→ **STORED ROWS**
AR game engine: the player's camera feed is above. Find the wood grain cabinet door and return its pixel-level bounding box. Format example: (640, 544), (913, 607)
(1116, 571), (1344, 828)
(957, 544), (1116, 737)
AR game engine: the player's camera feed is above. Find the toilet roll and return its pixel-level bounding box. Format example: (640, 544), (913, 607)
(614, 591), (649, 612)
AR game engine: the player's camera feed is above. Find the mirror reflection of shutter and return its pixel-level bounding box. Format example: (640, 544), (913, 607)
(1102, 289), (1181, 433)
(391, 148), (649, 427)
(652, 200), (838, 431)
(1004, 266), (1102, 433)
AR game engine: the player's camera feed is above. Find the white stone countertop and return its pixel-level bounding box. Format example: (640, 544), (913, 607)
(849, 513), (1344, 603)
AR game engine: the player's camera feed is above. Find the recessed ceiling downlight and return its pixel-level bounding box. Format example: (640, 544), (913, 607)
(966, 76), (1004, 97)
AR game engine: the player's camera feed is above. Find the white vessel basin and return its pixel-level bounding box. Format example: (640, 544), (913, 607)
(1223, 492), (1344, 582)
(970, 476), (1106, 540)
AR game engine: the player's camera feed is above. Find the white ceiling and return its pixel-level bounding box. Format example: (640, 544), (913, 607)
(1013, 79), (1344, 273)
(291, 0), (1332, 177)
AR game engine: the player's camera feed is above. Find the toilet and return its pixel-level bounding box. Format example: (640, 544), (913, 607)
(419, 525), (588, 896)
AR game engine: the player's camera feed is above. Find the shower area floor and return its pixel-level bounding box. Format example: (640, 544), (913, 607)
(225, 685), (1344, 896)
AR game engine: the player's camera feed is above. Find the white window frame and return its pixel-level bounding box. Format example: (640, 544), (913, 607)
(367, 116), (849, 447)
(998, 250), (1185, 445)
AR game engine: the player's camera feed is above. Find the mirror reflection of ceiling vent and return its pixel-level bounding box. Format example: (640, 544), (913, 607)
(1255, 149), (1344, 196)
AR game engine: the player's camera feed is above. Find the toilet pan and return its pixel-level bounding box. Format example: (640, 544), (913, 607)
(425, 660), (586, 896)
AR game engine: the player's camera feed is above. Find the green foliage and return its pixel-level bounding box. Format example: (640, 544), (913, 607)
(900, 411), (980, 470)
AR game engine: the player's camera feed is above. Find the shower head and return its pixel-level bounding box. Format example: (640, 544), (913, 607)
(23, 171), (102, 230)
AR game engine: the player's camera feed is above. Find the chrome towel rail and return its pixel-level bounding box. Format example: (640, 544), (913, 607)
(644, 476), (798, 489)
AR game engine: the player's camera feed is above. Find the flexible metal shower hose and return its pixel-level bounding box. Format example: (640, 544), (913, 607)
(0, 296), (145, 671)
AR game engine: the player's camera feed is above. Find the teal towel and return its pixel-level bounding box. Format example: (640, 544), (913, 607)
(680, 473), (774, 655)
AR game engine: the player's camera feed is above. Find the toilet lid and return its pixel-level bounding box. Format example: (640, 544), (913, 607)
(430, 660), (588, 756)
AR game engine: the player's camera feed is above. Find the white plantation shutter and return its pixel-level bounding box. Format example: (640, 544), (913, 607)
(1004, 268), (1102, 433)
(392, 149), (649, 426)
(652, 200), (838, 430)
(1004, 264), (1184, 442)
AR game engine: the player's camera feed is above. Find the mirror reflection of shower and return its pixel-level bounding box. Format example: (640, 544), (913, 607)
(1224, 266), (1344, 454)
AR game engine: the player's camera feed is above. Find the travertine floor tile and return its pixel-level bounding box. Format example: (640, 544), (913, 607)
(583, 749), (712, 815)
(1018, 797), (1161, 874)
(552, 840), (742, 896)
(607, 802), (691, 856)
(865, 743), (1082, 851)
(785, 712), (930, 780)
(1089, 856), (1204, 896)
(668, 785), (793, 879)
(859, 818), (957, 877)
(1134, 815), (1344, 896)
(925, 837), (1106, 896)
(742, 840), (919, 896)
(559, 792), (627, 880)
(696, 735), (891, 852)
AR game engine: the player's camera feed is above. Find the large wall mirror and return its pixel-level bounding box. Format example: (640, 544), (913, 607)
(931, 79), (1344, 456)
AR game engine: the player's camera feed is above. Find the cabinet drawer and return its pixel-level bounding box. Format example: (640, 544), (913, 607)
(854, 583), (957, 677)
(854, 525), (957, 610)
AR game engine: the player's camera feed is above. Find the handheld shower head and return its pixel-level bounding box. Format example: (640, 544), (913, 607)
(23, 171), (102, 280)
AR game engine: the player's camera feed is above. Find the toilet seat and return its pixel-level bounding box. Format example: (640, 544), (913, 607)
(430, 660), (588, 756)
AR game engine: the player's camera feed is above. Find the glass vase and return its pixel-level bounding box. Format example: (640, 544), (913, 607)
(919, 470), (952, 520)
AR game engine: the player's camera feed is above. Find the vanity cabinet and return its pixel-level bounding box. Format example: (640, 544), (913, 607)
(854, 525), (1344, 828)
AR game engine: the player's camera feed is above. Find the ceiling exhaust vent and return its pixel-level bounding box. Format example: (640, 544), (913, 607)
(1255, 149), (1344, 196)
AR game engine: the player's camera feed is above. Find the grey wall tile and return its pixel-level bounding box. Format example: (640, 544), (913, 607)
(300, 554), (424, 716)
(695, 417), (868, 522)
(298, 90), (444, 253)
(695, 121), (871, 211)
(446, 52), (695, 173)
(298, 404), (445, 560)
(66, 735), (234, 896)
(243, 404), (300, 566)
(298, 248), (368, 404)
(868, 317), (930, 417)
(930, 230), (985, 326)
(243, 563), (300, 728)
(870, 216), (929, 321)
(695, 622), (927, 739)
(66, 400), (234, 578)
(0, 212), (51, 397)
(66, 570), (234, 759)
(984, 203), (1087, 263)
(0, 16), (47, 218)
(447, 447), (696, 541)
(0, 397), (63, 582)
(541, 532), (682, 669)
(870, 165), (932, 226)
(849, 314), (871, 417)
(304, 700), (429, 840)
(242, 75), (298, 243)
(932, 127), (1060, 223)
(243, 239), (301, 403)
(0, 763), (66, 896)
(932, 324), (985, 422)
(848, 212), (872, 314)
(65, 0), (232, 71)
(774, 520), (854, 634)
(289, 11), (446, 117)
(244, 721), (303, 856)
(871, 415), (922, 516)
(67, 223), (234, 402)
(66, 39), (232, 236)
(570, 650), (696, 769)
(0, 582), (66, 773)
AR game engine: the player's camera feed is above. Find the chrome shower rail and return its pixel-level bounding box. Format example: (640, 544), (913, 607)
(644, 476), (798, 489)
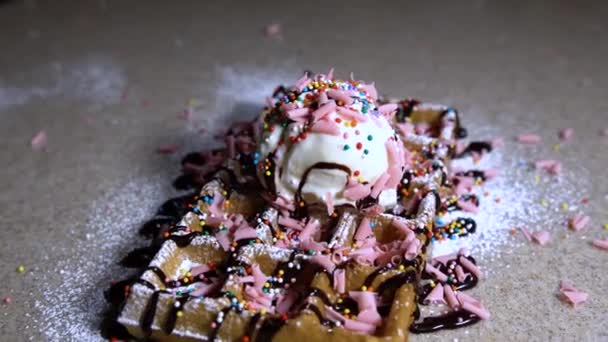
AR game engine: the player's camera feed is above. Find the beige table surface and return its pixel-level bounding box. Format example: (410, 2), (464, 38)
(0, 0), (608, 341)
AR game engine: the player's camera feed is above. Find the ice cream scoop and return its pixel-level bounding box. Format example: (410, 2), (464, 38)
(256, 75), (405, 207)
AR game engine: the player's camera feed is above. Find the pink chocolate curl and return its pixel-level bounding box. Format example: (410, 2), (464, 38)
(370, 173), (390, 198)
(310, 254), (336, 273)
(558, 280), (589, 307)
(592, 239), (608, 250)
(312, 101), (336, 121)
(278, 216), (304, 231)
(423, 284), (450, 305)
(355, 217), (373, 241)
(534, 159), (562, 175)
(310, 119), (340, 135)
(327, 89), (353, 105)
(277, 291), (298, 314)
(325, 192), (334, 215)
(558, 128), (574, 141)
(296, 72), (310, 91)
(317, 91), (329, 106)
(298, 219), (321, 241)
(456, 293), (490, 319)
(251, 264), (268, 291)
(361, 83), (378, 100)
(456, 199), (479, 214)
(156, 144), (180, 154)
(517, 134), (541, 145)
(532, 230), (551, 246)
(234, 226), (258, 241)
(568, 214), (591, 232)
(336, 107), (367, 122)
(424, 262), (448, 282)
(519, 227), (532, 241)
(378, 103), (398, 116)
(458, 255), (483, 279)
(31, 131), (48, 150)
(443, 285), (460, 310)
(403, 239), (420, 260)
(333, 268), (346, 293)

→ **STATED GOAL**
Write out the items again from the line with "the toilet pan" up to and including the line with "(900, 411), (980, 470)", keeping the requests as they are, and shift every answer coordinate by adding 62 to each number.

→ **FINAL RESULT**
AR game engine: the player's camera feed is above. Find the toilet pan and return its pixel-level bounding box. Format example: (640, 544), (913, 607)
(487, 722), (648, 958)
AR game engine: the player's camera feed is above. Find the green foliage and return its pixel-level bounding box. Format example: (640, 544), (913, 607)
(962, 473), (1042, 532)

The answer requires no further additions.